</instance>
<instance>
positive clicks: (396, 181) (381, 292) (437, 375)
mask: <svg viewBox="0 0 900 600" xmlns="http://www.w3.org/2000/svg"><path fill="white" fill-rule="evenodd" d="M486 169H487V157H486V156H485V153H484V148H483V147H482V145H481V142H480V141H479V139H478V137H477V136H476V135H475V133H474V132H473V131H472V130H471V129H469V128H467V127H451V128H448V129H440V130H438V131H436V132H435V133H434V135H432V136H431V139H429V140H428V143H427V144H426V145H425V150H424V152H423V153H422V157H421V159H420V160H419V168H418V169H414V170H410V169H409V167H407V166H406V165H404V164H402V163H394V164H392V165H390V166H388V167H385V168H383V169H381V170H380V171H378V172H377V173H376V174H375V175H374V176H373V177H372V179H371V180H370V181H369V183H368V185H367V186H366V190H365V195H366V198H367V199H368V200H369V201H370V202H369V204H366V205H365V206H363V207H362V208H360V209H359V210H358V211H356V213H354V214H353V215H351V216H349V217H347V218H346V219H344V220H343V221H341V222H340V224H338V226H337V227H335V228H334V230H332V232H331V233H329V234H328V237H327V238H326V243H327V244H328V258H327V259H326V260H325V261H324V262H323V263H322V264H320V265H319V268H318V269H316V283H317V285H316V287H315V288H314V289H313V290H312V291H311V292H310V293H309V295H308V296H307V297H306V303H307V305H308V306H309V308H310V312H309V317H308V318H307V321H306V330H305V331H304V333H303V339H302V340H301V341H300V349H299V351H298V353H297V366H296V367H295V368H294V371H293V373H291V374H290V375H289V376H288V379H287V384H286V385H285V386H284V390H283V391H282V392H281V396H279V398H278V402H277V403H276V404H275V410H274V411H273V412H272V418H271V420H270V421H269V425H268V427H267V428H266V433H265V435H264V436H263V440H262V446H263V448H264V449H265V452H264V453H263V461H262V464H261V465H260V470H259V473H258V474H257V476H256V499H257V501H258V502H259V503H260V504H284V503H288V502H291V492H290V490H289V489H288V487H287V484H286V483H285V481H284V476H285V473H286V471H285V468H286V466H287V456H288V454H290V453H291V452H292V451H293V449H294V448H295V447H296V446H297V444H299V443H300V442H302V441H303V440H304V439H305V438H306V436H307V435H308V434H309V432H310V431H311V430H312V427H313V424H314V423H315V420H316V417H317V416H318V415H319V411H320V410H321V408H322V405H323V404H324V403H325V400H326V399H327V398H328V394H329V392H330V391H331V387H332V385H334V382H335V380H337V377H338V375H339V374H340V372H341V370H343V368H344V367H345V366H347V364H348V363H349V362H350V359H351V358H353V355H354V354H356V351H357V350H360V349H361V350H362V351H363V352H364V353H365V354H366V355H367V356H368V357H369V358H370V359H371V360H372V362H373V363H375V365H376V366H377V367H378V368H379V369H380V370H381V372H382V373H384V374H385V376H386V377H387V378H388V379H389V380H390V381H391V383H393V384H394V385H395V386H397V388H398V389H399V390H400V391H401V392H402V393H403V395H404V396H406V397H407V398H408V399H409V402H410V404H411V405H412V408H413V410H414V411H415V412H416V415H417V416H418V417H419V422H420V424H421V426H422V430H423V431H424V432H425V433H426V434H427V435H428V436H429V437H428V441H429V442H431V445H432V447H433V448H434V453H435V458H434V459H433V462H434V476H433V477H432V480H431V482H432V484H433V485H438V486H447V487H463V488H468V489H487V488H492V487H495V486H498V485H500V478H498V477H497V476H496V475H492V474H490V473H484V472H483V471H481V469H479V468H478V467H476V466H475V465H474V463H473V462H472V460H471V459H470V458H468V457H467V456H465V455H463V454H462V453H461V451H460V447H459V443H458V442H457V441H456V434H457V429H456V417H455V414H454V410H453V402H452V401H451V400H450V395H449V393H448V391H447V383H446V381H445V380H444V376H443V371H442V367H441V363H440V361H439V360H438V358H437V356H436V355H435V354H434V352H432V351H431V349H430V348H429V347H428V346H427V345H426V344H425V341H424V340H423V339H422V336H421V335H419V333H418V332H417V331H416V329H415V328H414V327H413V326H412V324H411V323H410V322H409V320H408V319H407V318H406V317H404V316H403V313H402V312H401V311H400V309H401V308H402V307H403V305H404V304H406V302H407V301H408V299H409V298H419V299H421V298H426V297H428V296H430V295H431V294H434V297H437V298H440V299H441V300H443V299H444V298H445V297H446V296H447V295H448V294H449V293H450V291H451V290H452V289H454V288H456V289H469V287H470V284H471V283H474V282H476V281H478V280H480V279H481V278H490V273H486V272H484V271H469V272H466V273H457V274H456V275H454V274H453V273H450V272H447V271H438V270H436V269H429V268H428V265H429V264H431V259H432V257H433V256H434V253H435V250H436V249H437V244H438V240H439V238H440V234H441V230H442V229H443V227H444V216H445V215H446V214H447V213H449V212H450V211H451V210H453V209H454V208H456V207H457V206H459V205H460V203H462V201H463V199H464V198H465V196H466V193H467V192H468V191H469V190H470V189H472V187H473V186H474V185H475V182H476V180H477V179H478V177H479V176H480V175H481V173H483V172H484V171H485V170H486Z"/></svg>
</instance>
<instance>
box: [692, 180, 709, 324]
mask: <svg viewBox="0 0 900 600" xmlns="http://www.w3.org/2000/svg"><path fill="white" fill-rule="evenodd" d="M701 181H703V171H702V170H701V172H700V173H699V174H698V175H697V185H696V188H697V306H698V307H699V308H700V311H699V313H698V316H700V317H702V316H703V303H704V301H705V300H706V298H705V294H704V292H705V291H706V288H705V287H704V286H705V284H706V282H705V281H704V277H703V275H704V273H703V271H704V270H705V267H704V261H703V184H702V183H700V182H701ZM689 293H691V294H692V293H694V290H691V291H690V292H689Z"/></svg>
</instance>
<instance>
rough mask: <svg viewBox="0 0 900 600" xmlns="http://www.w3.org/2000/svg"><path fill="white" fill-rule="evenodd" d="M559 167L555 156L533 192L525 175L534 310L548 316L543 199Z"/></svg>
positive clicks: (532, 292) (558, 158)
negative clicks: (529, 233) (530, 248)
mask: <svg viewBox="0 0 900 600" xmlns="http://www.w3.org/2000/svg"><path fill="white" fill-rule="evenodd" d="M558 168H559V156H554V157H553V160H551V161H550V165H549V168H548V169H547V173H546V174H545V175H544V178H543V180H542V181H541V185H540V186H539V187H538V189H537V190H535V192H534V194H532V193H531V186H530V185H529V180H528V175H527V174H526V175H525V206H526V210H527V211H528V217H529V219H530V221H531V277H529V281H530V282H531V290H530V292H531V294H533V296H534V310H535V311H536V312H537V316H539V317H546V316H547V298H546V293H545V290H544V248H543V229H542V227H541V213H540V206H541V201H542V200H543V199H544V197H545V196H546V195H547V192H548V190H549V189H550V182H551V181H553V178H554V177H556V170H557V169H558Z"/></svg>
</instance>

--------------------

» Task description
Please copy all of the items above line for line, keeping every character unchanged.

» Reply
</instance>
<instance>
positive clicks: (396, 181) (381, 292) (437, 375)
mask: <svg viewBox="0 0 900 600" xmlns="http://www.w3.org/2000/svg"><path fill="white" fill-rule="evenodd" d="M486 169H487V157H486V156H485V153H484V148H483V147H482V145H481V142H480V141H479V139H478V137H477V136H476V135H475V133H474V132H473V131H472V130H471V129H469V128H467V127H451V128H448V129H440V130H438V131H436V132H435V133H434V135H432V136H431V139H429V140H428V143H427V144H426V145H425V150H424V152H423V153H422V157H421V159H420V160H419V168H418V169H414V170H410V169H409V167H407V166H406V165H404V164H402V163H394V164H392V165H390V166H388V167H385V168H383V169H381V170H380V171H378V172H377V173H376V174H375V175H374V176H373V177H372V179H371V180H370V181H369V183H368V185H367V186H366V190H365V195H366V198H367V199H368V200H369V201H370V202H369V204H366V205H365V206H363V207H362V208H360V209H359V210H358V211H356V213H354V214H353V215H351V216H349V217H347V218H346V219H344V220H343V221H341V222H340V224H338V226H337V227H335V228H334V230H332V232H331V233H329V234H328V237H327V238H326V243H327V244H328V258H327V259H326V260H325V261H324V262H323V263H322V264H320V265H319V268H318V269H316V283H317V285H316V287H315V288H314V289H313V290H312V291H311V292H310V293H309V295H308V296H307V297H306V303H307V305H308V306H309V308H310V312H309V317H308V318H307V321H306V330H305V331H304V333H303V339H302V340H301V341H300V349H299V351H298V353H297V366H296V367H295V368H294V371H293V373H291V374H290V375H289V376H288V379H287V384H286V385H285V386H284V390H283V391H282V392H281V396H279V398H278V402H277V403H276V404H275V410H274V411H273V412H272V418H271V420H270V421H269V425H268V427H267V428H266V433H265V435H264V436H263V440H262V446H263V448H264V449H265V452H264V453H263V461H262V464H261V465H260V470H259V473H258V474H257V476H256V499H257V501H258V502H259V503H260V504H284V503H288V502H291V492H290V490H289V489H288V487H287V484H286V483H285V481H284V476H285V473H286V471H285V468H286V466H287V456H288V454H290V453H291V452H292V451H293V449H294V448H295V447H296V446H297V444H299V443H300V442H302V441H303V440H304V439H305V438H306V436H307V435H308V434H309V432H310V431H311V430H312V427H313V424H314V423H315V420H316V417H317V416H318V415H319V411H320V410H321V408H322V405H323V404H324V403H325V400H326V399H327V398H328V394H329V392H330V391H331V387H332V385H334V382H335V380H337V377H338V375H339V374H340V372H341V370H343V368H344V367H345V366H347V364H348V363H349V362H350V359H351V358H353V355H354V354H356V351H357V350H360V349H361V350H362V351H363V352H364V353H365V354H366V355H367V356H368V357H369V358H370V359H371V360H372V362H373V363H375V365H376V366H377V367H378V368H379V369H380V370H381V372H382V373H384V374H385V376H386V377H387V378H388V379H389V380H390V381H391V383H393V384H394V385H395V386H397V388H398V389H399V390H400V391H401V392H402V393H403V395H404V396H406V397H407V398H408V399H409V402H410V404H411V405H412V408H413V410H414V411H415V412H416V415H417V416H418V417H419V422H420V424H421V426H422V430H423V431H424V432H425V433H426V434H427V435H428V436H429V437H428V441H429V442H431V445H432V447H433V448H434V453H435V458H434V459H433V462H434V476H433V477H432V480H431V482H432V484H433V485H438V486H447V487H463V488H468V489H487V488H492V487H495V486H498V485H500V478H498V477H497V476H496V475H492V474H490V473H484V472H483V471H481V469H479V468H478V467H476V466H475V465H474V463H473V462H472V460H471V459H470V458H468V457H467V456H465V455H463V454H462V453H461V451H460V447H459V443H458V442H457V441H456V434H457V429H456V417H455V414H454V410H453V402H452V401H451V400H450V395H449V393H448V391H447V383H446V381H445V380H444V376H443V371H442V367H441V363H440V361H439V360H438V358H437V356H436V355H435V354H434V352H432V351H431V349H430V348H429V347H428V346H427V345H426V344H425V341H424V340H423V339H422V336H421V335H419V333H418V332H417V331H416V329H415V328H414V327H413V326H412V324H411V323H410V322H409V320H408V319H407V318H406V317H404V316H403V313H402V312H401V311H400V309H401V308H402V307H403V305H404V304H406V302H407V301H408V299H409V298H419V299H421V298H426V297H428V296H430V295H431V294H434V297H437V298H440V299H441V300H443V299H444V298H445V297H446V296H447V295H448V294H449V293H450V291H451V290H452V289H454V288H456V289H469V287H470V284H471V283H474V282H476V281H478V280H480V279H481V278H490V273H486V272H484V271H469V272H466V273H457V274H456V275H454V274H453V273H450V272H447V271H438V270H436V269H429V268H428V265H429V264H431V259H432V257H433V256H434V253H435V250H436V249H437V244H438V240H439V238H440V234H441V230H442V229H443V227H444V216H445V215H446V214H447V213H449V212H450V211H451V210H453V209H454V208H456V207H457V206H459V205H460V203H462V201H463V199H464V198H465V196H466V193H467V192H468V191H469V190H470V189H472V187H473V186H474V185H475V182H476V180H477V179H478V177H479V176H480V175H481V173H483V172H484V171H485V170H486Z"/></svg>
</instance>
<instance>
box: [692, 180, 709, 324]
mask: <svg viewBox="0 0 900 600" xmlns="http://www.w3.org/2000/svg"><path fill="white" fill-rule="evenodd" d="M701 181H703V171H702V170H701V172H700V173H699V174H698V175H697V185H696V188H697V306H698V307H699V308H700V311H699V313H698V316H700V317H702V316H703V303H704V301H705V300H706V298H705V294H704V292H705V291H706V288H705V287H704V286H705V284H706V282H705V281H704V277H703V275H704V273H703V271H704V270H705V267H704V261H703V184H702V183H700V182H701ZM689 293H691V294H692V293H694V290H691V291H690V292H689Z"/></svg>
</instance>
<instance>
rough mask: <svg viewBox="0 0 900 600" xmlns="http://www.w3.org/2000/svg"><path fill="white" fill-rule="evenodd" d="M559 167L555 156L533 192L525 175L534 310L548 316L543 199Z"/></svg>
positive clicks: (532, 292) (558, 158)
negative clicks: (529, 233) (530, 248)
mask: <svg viewBox="0 0 900 600" xmlns="http://www.w3.org/2000/svg"><path fill="white" fill-rule="evenodd" d="M558 168H559V156H554V157H553V160H551V161H550V165H549V168H548V169H547V173H546V174H545V175H544V178H543V180H542V181H541V185H540V186H539V187H538V189H537V190H535V192H534V194H532V193H531V186H530V185H529V180H528V175H527V174H526V175H525V206H526V210H527V211H528V217H529V219H530V221H531V277H529V281H530V282H531V290H530V292H531V294H533V296H534V310H535V311H536V312H537V316H539V317H546V316H547V298H546V293H545V290H544V248H543V229H542V227H541V213H540V206H541V201H542V200H543V199H544V197H545V196H546V195H547V192H548V190H549V189H550V182H551V181H553V178H554V177H556V170H557V169H558Z"/></svg>
</instance>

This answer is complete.